* [Task to carry out]:
Copy out every line of the data exactly.
**** Data provided
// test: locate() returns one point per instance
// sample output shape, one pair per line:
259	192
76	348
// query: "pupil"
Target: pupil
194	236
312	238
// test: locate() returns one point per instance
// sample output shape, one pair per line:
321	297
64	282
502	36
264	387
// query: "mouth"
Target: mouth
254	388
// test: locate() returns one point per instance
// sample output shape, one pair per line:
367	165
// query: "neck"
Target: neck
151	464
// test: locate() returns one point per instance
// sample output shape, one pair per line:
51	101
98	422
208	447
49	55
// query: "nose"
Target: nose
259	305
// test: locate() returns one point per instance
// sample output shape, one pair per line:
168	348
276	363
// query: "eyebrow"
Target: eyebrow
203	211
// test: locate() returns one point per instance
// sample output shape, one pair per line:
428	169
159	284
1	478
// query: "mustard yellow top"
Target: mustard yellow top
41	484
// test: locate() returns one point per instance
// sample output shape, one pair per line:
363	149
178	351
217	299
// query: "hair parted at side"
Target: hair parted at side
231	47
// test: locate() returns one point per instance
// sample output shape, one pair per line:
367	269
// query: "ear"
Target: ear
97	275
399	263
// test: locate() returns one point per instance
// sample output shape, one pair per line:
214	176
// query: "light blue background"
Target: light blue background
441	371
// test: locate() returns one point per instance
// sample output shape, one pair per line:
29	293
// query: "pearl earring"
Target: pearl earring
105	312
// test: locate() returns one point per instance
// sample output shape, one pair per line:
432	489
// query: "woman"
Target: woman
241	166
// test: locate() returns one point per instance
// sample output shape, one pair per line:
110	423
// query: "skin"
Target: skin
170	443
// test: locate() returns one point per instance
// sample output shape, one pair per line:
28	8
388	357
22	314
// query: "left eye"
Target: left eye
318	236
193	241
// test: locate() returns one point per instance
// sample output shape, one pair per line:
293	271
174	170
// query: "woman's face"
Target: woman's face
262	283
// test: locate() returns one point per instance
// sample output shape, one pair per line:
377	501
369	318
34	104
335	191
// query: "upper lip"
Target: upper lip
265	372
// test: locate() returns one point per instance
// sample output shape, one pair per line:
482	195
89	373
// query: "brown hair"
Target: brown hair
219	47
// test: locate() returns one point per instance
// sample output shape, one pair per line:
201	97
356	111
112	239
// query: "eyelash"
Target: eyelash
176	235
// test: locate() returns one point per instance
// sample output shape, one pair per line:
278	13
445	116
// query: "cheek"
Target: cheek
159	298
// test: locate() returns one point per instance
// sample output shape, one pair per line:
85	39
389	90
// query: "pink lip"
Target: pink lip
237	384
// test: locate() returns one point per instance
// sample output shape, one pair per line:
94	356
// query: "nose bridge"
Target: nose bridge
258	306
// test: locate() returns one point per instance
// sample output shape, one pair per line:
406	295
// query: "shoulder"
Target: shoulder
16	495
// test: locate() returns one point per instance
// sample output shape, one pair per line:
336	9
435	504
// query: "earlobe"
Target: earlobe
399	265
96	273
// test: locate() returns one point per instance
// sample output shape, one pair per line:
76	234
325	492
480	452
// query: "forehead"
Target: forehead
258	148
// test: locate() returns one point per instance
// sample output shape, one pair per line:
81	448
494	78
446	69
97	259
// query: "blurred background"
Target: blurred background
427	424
********
* [Answer for the task]:
// test: locate() returns one point per instance
// sample output shape, one pair per line:
259	192
76	348
// query: "pupil"
Target: pupil
194	236
312	238
// test: locate() returns one point per instance
// sample output shape, one pair per line:
321	297
64	282
502	36
264	387
// query: "mouth"
Target: mouth
254	388
// test: locate() returns one point per instance
// sample output shape, one pair per line:
367	165
// query: "neck"
Target: neck
151	464
// test: locate() returns one point per instance
// sample output shape, one pair per line:
51	101
98	422
208	447
49	55
// query: "nose"
Target: nose
259	305
// test: locate() returns one point per instance
// sample output shape, one pair per line:
168	348
276	363
// query: "eyebrow"
Target: eyebrow
203	211
// test: locate() returns one point per instance
// sample output shape, one pair per line:
428	169
159	284
1	478
// query: "mustard yellow top"
Target: mustard yellow top
41	484
// test: locate() returns one point per instance
// sample output shape, one pair per line:
363	149
178	351
217	299
// query: "hair parted at side"
Target: hair parted at side
231	47
// test: locate() returns one point per instance
// sample output shape, one pair per line:
367	269
// query: "ear"
Target: ear
97	275
399	263
// test: locate() returns one point per instance
// sample output shape, one pair per line:
214	176
// query: "light blue background"
Target: light blue background
441	371
// test: locate() returns one point per instance
// sample output shape, one pair per line:
29	293
// query: "pearl earring"
Target: pearl earring
105	312
// test: locate() returns one point per instance
// sample output shape, one pair per line:
432	489
// query: "woman"
Target: woman
241	166
// test: locate() returns one point per instance
// sample output shape, one pair per line:
110	423
// query: "skin"
Target: skin
170	443
// test: locate() returns one point per instance
// sample output shape, one pair per line:
28	8
388	357
22	314
// query: "left eye"
Target: left eye
318	236
193	241
// test: locate() returns one point per instance
// sample output shape, one pair per line:
293	271
174	170
// query: "woman's face"
Target: woman's face
262	283
// test: locate() returns one point per instance
// sample output shape, one pair per line:
377	501
369	318
34	104
335	191
// query: "upper lip"
Target: upper lip
265	372
// test: locate() returns one point per instance
// sample output shape, one pair per line:
482	195
89	373
// query: "brown hair"
Target: brown hair
219	47
// test: locate() returns one point per instance
// sample output shape, one pair per line:
201	97
356	111
112	239
// query: "eyelash"
Target: eyelash
176	235
// test: locate() returns one point per instance
// sample output shape, one pair per line:
278	13
445	116
// query: "cheek"
Target: cheek
159	298
// test: locate() returns one point per instance
// sample output shape, one pair per line:
85	39
389	90
// query: "pink lip"
Target: pink lip
237	384
// test: locate() returns one point per instance
// sample output shape, one pair per line:
94	356
// query: "nose bridge"
Target: nose bridge
258	306
// test: locate() returns one point per instance
// sample output shape, one pair per line:
406	295
// query: "shoulder"
Target: shoulder
16	495
// test: locate() returns one point per instance
// sample output shape, one pair per line:
336	9
435	504
// query: "earlobe"
Target: earlobe
399	265
96	273
// test: locate() returns one point per instance
// sample output shape, one pair per line:
76	234
325	492
480	452
// query: "forehead"
Target: forehead
258	148
// test: locate() returns one point per instance
// sample output shape, one pair per line:
81	448
494	78
446	69
97	259
// query: "blurred background"
Target: blurred background
427	424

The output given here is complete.